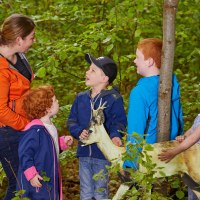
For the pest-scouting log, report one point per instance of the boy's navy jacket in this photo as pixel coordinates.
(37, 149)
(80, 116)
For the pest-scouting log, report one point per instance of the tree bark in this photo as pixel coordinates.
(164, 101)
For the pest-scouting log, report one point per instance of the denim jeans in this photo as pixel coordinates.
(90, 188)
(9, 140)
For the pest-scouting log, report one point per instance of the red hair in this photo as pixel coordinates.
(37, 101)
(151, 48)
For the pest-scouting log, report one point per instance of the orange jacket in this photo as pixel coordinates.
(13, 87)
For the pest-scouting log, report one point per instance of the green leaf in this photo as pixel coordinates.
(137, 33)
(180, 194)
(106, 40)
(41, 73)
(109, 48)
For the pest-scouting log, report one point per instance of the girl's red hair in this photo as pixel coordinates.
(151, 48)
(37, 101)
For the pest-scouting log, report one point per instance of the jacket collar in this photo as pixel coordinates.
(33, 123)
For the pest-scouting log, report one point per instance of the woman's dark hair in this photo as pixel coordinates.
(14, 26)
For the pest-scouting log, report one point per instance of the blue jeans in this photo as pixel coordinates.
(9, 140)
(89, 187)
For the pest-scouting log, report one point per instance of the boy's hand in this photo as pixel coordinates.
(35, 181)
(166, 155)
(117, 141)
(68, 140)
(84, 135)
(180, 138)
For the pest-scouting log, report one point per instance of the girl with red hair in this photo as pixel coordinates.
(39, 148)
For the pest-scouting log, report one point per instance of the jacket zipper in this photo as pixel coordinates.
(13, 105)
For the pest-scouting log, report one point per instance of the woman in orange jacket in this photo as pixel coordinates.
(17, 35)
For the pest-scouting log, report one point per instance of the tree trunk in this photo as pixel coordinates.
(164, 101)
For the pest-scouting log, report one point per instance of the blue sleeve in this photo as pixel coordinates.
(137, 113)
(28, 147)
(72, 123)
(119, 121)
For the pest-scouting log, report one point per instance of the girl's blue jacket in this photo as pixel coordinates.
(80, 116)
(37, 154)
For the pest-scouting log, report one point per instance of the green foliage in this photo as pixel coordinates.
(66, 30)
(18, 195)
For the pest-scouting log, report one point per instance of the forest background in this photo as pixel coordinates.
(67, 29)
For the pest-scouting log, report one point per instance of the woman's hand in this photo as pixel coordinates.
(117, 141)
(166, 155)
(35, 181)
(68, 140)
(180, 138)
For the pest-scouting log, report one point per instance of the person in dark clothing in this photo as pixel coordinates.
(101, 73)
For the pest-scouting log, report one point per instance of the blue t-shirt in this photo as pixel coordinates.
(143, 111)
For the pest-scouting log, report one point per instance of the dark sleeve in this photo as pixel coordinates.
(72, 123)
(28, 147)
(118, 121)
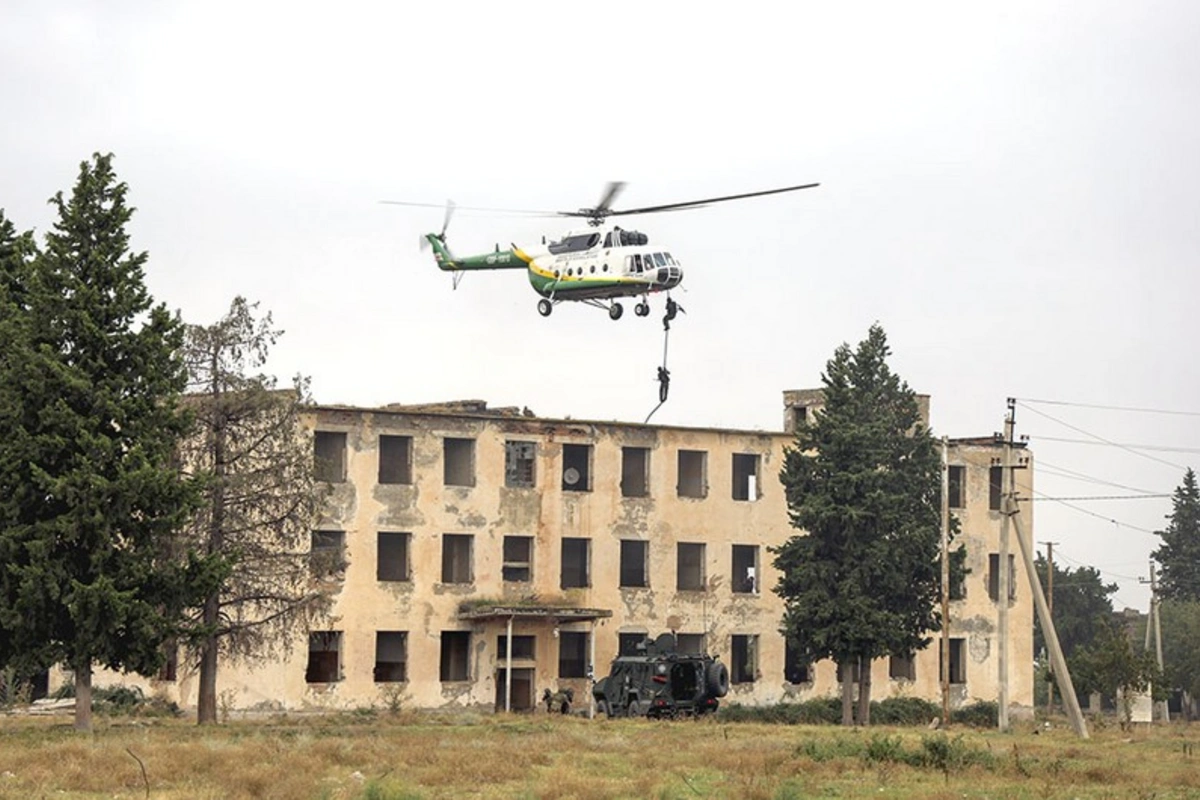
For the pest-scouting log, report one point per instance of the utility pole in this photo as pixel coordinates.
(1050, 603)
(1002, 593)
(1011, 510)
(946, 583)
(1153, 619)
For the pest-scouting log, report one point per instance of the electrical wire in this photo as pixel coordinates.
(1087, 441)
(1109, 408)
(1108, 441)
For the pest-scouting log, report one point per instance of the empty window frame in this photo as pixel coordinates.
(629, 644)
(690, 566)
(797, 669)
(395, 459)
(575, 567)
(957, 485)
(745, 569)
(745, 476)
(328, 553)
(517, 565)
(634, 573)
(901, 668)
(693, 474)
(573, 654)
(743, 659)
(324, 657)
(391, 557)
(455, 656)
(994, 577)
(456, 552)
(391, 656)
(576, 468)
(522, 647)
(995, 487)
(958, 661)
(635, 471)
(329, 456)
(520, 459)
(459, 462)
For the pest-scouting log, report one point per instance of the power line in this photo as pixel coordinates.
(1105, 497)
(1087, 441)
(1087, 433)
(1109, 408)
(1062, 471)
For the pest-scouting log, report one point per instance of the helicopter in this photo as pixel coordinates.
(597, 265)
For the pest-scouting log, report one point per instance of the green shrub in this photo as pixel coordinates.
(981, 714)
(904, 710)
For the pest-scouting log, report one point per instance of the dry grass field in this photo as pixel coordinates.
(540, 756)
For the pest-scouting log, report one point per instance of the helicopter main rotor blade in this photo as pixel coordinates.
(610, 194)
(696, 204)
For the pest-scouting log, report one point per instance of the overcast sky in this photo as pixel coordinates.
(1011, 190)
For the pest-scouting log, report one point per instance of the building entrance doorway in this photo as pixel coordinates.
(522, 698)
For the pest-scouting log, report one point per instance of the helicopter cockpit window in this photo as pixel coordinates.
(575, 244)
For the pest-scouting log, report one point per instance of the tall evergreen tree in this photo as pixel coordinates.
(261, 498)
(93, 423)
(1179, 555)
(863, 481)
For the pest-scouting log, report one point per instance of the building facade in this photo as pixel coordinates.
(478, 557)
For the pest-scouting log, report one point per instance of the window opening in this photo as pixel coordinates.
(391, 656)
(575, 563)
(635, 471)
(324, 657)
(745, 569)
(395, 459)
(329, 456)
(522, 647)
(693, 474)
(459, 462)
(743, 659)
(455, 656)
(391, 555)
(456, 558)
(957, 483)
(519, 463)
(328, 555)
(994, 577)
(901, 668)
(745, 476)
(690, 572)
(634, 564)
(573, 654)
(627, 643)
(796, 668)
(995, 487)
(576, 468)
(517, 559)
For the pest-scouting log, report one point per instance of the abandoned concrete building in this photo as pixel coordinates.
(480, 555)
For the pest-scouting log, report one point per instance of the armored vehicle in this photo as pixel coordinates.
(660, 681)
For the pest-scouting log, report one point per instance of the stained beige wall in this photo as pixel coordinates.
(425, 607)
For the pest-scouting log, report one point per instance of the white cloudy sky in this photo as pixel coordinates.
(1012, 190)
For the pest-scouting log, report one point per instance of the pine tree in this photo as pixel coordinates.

| Task instructions |
Return every one of the lines above verbatim, omitting the pictures.

| Right answer |
For the pest-scouting log, report one point per instance of the boy's navy jacket in this photo as pixel coordinates.
(37, 149)
(80, 116)
For the pest-scouting log, report one point per instance of the tree bark in this photo as pixel coordinates.
(164, 101)
For the pest-scouting log, report one point per instance of the denim jeans in this photo as pixel coordinates.
(90, 188)
(9, 140)
For the pest-scouting log, report one point per instance of the red hair in this photo as pixel coordinates.
(37, 101)
(151, 48)
For the pest-scouting log, report one point per instance of the orange jacket in this photo as pixel coordinates.
(13, 87)
For the pest-scouting log, report one point per instance of the green leaf in this photo as pixel coordinates.
(137, 33)
(180, 194)
(106, 40)
(41, 73)
(109, 48)
For the pest-scouting log, report one point per instance of the girl's red hair in this photo as pixel coordinates.
(151, 48)
(37, 101)
For the pest-scouting log, report one point per instance of the jacket collar in this photo as pixel coordinates.
(33, 123)
For the pest-scouting log, report one point per instance of the woman's dark hair in this photo as pixel coordinates.
(14, 26)
For the pest-scouting log, report one point per instance of the blue jeans in this photo as pixel coordinates.
(9, 140)
(89, 187)
For the pest-scouting log, report one point per instance of the boy's hand in this photo as pixel coordinates.
(35, 181)
(166, 155)
(117, 141)
(68, 140)
(84, 135)
(180, 138)
For the pest-scouting log, report one point per instance of the girl with red hair in this photo as pixel coordinates.
(39, 148)
For the pest-scouting log, report one point per instance of the jacket zipper in this photo as pixel coordinates.
(13, 105)
For the pest-scouting log, report one point per instance of the woman in orange jacket in this photo as pixel coordinates.
(17, 35)
For the pest-scouting log, report one point per instance of the tree trunk in this photo as pixel coordinates.
(164, 101)
For the pest-scouting log, report one point per instance of the blue sleeve in this photo as pixel coordinates.
(137, 113)
(28, 147)
(72, 123)
(119, 121)
For the pest-scouting log, report one point per instance of the girl's blue jacket in this photo as pixel coordinates.
(80, 116)
(37, 154)
For the pest-scouting log, report one point per instance of the green foliage in this photo as pixel coordinates.
(66, 30)
(18, 195)
For the pest-scouting log, report one point per instance of the forest background in this photo as pixel coordinates.
(67, 29)
For the pest-scouting log, report one point per instance of the woman's hand in this photo as pixel coordinates.
(117, 141)
(166, 155)
(35, 181)
(68, 140)
(180, 138)
For the pest-scouting log, report one point per instance of the person in dark clothing in this photo as pixel coordinates.
(101, 73)
For the pest-scouting log, report one point per instance of the blue t-shirt in this photo as pixel coordinates.
(143, 111)
For the pest-scouting log, report one point per instance of the dark sleeve in this photo as pixel coordinates.
(72, 123)
(28, 147)
(118, 121)
For the pest-scouting log, report one point per instance of the utility pole in this photo as pixel coordinates.
(1050, 603)
(1002, 593)
(1011, 510)
(946, 583)
(1153, 619)
For the pest-scouting log, report one point per instance of the electrical wire in this photo as pixel coordinates.
(1087, 441)
(1109, 408)
(1108, 441)
For the pest-scouting log, report one point per instance of the empty window frame in this photo as pixel coordinates.
(629, 644)
(690, 566)
(797, 669)
(395, 459)
(575, 567)
(957, 485)
(745, 569)
(745, 476)
(328, 553)
(517, 565)
(634, 573)
(901, 668)
(693, 474)
(573, 654)
(743, 659)
(324, 657)
(391, 557)
(455, 656)
(994, 577)
(456, 552)
(391, 656)
(576, 468)
(522, 647)
(995, 487)
(958, 661)
(635, 471)
(329, 456)
(520, 459)
(459, 462)
For the pest-scouting log, report one point per instance of the power line in this photo as pixel coordinates.
(1105, 497)
(1087, 441)
(1087, 433)
(1109, 408)
(1062, 471)
For the pest-scouting log, report one point per instance of the helicopter in this photo as pixel coordinates.
(597, 265)
For the pest-scouting log, report one point per instance of the green shrub in this photo as pixel coordinates.
(981, 714)
(904, 710)
For the pest-scouting log, report one point per instance of the dry grass field in this photo as pixel coordinates.
(540, 756)
For the pest-scouting log, report one point per instance of the helicopter main rotor blade in this photo as pixel coordinates.
(610, 194)
(696, 204)
For the pest-scouting log, report one point per instance of the overcast sky in this photo as pixel coordinates.
(1011, 190)
For the pest-scouting log, report one point per instance of the building entrance doorway in this photo as pixel coordinates.
(522, 698)
For the pest-scouting log, report one point per instance of the helicopter cockpit window in this photo as pixel coordinates.
(575, 244)
For the pest-scouting log, report one point per instance of the tall evergreen tree in this photo as pixel coordinates.
(261, 498)
(93, 423)
(1179, 555)
(863, 481)
For the pest-scouting log, report one point per instance of the building facade in this photo as pixel coordinates.
(478, 557)
For the pest-scouting log, report one point per instance of the window opening in this photo as pixel coordinates.
(391, 656)
(575, 563)
(635, 471)
(324, 657)
(745, 569)
(395, 459)
(329, 456)
(522, 647)
(693, 474)
(459, 462)
(743, 659)
(455, 656)
(391, 555)
(456, 558)
(957, 483)
(519, 463)
(328, 555)
(994, 577)
(901, 668)
(745, 476)
(690, 572)
(634, 564)
(573, 654)
(627, 643)
(796, 668)
(995, 487)
(576, 468)
(517, 559)
For the pest-scouting log, report one point per instance of the abandoned concrete building in this photo as pixel coordinates.
(480, 555)
For the pest-scouting log, report one point per instance of the armored vehicle in this photo as pixel coordinates.
(660, 681)
For the pest-scouting log, report one point per instance of the stained beige wall in this photo as pixel coordinates.
(425, 607)
For the pest-scouting log, report one point per instance of the white cloudy sky in this photo as pixel coordinates.
(1012, 190)
For the pest-scouting log, report one point per instance of the pine tree in this photo as pixel coordinates.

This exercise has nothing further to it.